[Extract to read start]

This talk is part of my larger project “Unsettling the Sino-Mongol-Russian Borderlands” which investigates the dramatic transformation of the borderland communities between the emerging nation-states of China, Mongolia and Soviet Russia in the early decades of the twentieth century.

Victor Zatsepine is an associate professor appointed jointly to the Department of History and the Asian and Asian American Studies Institute at UConn. His research is focused on the history of modern China, the Russian Far East, and Northeast Asian frontier lands. He embraces transnational and trans-regional approaches to examine the movement of people, ideas, and goods across borders. After the publication of Beyond the Amur: Frontier Encounters Between China and Russia, 1850–1930 (UBC Press, 2017), he has continued research on East Asian frontiers, regionalism, border towns, the Chinese and Russian diaspora, migration and Western Imperialism. Over the past decade he has presented his research at major international conferences and workshops and in published articles.

[Extract to read end]
[Data excerpts start]

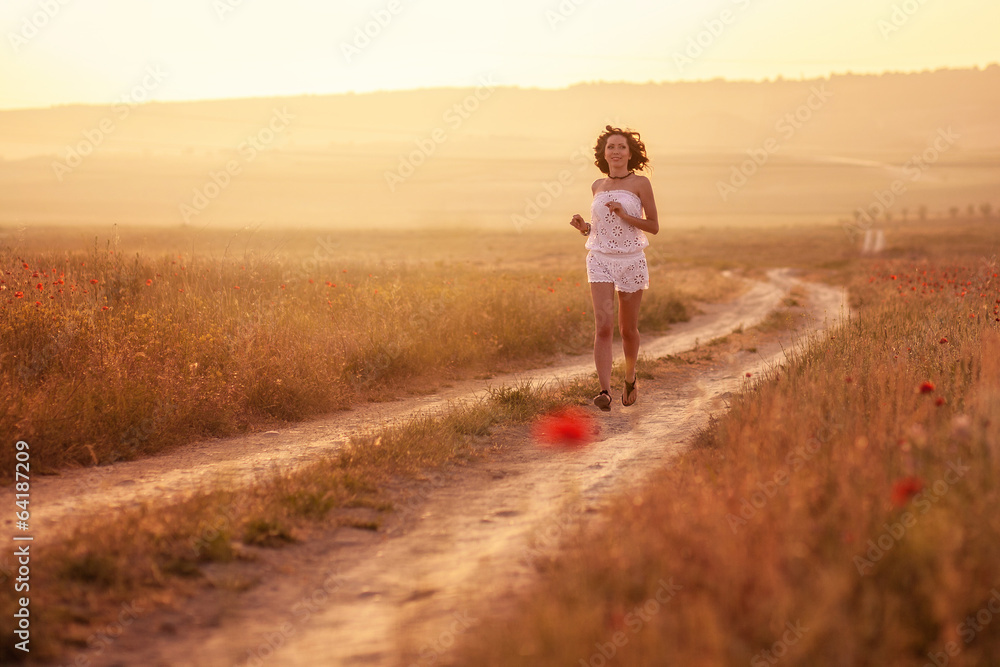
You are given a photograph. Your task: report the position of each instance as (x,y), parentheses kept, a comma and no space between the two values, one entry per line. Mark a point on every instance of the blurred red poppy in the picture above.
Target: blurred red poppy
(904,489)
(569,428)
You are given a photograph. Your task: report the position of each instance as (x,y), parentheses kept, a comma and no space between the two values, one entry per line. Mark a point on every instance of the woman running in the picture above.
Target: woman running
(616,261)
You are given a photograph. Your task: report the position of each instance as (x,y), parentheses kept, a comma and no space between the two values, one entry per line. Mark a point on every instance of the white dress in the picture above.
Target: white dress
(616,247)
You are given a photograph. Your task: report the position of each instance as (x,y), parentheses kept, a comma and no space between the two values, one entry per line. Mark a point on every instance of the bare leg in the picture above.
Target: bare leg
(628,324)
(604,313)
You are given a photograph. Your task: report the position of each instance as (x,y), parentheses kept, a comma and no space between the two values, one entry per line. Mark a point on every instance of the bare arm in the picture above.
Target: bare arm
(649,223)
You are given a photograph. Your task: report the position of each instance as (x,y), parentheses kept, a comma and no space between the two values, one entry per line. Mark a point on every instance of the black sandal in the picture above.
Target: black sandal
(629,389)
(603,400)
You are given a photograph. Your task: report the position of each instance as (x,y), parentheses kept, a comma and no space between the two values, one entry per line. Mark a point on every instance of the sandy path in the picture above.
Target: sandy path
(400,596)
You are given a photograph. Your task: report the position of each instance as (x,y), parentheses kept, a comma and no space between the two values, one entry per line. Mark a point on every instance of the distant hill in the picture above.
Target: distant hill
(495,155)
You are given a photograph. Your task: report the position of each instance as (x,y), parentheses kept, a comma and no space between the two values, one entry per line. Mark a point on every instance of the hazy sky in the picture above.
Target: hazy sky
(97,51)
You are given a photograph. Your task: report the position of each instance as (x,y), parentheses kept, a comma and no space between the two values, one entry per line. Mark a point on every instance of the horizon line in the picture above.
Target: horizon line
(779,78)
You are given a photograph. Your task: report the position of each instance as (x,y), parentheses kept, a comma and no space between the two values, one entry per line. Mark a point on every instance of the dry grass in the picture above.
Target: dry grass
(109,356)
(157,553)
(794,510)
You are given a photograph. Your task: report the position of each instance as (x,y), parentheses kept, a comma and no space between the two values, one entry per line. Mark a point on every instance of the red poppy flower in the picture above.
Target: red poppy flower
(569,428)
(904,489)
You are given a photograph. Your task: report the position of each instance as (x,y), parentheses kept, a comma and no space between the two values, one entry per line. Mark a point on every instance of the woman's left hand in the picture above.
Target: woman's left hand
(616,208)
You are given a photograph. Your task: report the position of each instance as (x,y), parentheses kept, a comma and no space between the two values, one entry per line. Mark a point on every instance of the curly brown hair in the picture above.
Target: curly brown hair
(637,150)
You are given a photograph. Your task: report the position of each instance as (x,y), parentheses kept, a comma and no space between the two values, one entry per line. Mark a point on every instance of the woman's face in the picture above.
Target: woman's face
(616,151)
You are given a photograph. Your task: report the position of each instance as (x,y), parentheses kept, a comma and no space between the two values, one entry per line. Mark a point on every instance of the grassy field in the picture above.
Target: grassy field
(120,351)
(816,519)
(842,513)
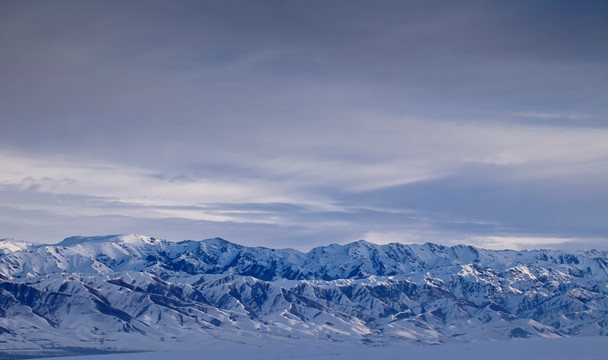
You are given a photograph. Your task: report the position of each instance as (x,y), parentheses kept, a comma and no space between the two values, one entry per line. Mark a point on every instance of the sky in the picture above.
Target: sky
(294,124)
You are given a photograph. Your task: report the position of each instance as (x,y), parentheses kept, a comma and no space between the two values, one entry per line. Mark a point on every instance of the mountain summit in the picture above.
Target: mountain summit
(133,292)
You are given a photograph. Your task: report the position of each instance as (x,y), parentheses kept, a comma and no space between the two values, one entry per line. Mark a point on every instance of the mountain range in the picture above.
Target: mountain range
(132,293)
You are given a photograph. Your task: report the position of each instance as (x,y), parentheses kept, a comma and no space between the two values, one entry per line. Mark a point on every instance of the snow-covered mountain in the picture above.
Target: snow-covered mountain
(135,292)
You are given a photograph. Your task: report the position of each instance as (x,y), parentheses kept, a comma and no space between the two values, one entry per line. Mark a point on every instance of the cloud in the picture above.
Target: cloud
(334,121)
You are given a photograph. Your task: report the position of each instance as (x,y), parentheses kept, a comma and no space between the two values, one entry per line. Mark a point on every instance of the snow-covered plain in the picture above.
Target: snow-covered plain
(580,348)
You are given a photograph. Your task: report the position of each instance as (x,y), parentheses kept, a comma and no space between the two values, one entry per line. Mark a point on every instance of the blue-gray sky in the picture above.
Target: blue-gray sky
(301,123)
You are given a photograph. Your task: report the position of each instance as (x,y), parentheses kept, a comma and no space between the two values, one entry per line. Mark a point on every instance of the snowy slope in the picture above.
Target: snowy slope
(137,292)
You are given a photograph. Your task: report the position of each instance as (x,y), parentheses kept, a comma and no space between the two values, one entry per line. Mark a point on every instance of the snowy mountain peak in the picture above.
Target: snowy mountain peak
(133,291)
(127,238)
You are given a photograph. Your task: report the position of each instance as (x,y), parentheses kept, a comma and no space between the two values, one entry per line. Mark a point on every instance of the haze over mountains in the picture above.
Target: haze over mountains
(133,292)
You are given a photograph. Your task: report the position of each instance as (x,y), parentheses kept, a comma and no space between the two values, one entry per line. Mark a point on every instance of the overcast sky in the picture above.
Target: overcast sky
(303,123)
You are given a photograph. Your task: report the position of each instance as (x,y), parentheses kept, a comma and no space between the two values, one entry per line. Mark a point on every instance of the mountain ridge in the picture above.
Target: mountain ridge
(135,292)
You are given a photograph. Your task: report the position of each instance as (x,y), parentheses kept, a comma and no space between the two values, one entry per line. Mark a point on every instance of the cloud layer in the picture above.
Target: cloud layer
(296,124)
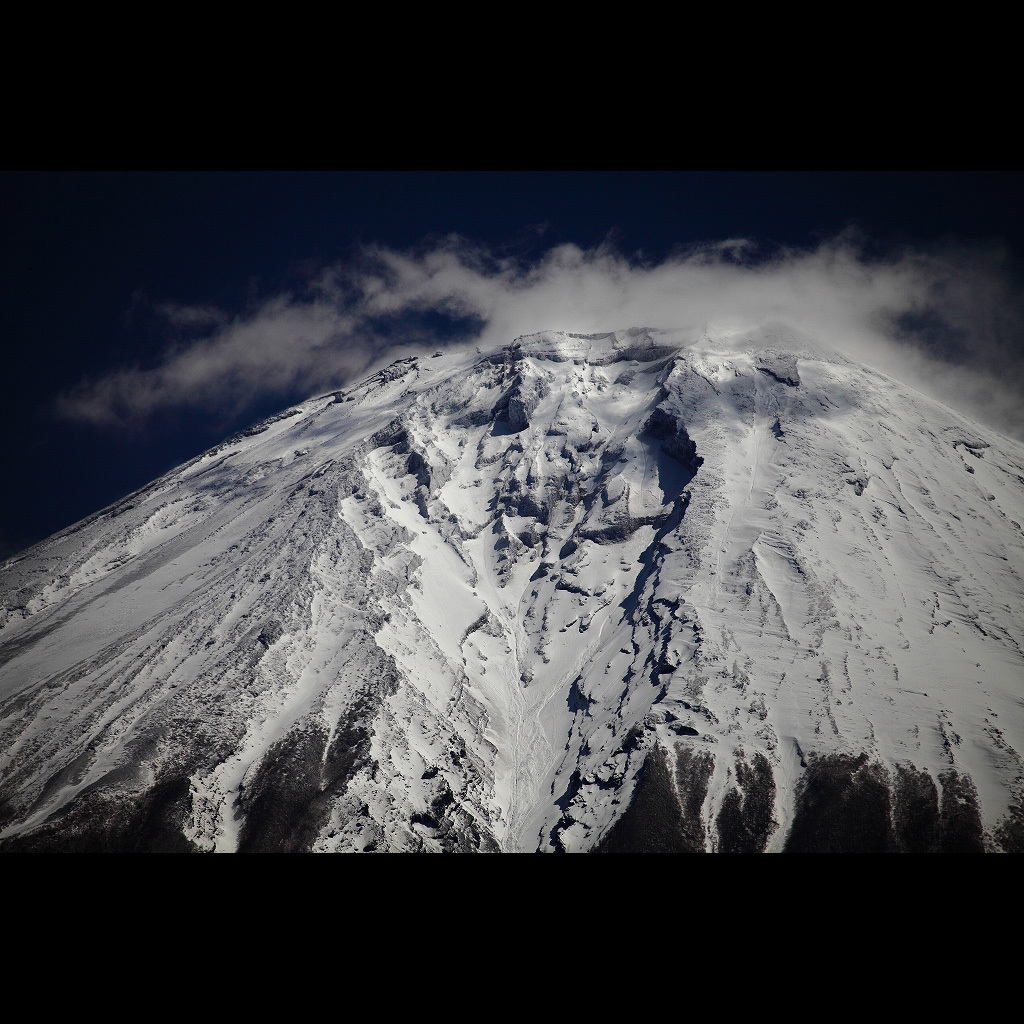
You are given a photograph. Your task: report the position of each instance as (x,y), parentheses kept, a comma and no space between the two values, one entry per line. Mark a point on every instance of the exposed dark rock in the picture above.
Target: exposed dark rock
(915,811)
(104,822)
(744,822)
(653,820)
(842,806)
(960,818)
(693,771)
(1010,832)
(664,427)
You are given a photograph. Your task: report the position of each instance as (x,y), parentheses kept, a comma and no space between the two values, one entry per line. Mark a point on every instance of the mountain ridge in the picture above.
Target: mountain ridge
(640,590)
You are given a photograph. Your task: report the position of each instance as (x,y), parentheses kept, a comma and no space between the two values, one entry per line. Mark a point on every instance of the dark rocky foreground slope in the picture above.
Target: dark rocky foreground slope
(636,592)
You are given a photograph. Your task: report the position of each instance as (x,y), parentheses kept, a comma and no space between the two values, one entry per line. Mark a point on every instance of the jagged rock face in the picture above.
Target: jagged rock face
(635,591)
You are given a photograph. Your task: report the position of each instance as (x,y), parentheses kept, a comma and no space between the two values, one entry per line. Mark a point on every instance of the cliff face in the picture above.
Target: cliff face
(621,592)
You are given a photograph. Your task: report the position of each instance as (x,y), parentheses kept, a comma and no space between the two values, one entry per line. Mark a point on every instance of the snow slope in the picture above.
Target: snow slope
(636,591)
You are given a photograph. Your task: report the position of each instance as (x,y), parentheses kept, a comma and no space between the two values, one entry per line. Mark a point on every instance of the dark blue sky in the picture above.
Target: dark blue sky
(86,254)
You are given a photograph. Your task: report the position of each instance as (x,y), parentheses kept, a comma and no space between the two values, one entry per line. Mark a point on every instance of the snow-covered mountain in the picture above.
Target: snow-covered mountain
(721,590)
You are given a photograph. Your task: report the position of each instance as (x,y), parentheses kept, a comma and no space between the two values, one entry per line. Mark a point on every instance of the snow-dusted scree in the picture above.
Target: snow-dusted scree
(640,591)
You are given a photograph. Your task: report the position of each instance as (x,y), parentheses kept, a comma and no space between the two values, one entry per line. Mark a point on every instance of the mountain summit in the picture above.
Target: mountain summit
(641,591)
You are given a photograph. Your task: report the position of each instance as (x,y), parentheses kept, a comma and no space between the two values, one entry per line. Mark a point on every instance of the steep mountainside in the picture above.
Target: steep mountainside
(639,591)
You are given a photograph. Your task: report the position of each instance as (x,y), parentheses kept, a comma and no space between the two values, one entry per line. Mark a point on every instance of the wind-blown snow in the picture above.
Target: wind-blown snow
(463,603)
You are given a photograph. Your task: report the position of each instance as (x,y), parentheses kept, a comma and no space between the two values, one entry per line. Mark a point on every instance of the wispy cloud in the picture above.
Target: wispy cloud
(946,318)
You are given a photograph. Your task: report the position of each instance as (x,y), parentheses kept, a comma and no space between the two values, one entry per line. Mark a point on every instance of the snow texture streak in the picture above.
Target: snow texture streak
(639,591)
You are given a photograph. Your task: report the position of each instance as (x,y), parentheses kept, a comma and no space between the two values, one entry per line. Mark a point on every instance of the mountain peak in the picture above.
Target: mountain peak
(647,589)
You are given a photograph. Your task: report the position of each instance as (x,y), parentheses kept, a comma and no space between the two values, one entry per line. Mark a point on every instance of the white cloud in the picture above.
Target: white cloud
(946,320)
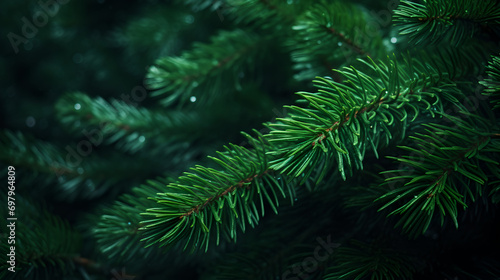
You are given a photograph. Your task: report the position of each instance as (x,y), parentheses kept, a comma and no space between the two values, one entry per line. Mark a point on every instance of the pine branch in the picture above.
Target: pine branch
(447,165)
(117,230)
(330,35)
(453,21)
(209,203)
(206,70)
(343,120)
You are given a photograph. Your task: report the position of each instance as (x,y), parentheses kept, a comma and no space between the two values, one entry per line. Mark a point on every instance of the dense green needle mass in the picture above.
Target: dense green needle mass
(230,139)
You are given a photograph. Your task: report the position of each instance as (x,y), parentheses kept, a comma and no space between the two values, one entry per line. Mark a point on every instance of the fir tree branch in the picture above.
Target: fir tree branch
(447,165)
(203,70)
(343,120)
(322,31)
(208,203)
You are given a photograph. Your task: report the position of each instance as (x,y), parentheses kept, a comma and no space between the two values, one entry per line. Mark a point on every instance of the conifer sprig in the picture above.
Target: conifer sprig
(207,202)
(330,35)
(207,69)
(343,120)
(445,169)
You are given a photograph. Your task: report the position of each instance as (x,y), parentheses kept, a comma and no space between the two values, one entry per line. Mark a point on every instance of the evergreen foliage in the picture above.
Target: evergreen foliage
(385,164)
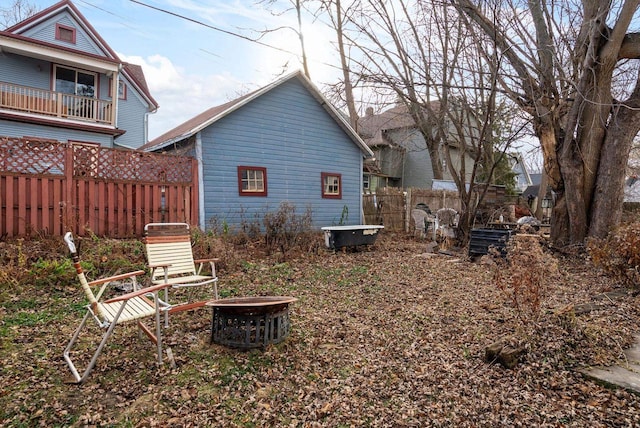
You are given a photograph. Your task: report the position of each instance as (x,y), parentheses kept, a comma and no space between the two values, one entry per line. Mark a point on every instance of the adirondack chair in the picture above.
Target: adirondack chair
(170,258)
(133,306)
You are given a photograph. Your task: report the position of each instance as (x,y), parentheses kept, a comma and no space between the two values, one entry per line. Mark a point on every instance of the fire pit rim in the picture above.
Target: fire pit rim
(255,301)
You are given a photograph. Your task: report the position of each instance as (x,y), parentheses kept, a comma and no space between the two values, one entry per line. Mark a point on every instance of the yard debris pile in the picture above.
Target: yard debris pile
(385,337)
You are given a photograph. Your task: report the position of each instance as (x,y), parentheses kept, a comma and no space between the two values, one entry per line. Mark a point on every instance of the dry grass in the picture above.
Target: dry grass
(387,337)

[Data excerpts end]

◆ **Set problem A**:
In the borderlands text, rewrite everything from "This talk is" down to "the twentieth century.", swapping "dramatic" for "sweeping".
◆ **Set problem B**:
Translate this sentence from the borderlands text into Spanish: "He embraces transnational and trans-regional approaches to examine the movement of people, ideas, and goods across borders."

◆ **Expected answer A**:
This talk is part of my larger project “Unsettling the Sino-Mongol-Russian Borderlands” which investigates the sweeping transformation of the borderland communities between the emerging nation-states of China, Mongolia and Soviet Russia in the early decades of the twentieth century.

◆ **Expected answer B**:
Adopta enfoques transnacionales y transregionales para examinar el movimiento de personas, ideas y bienes a través de las fronteras.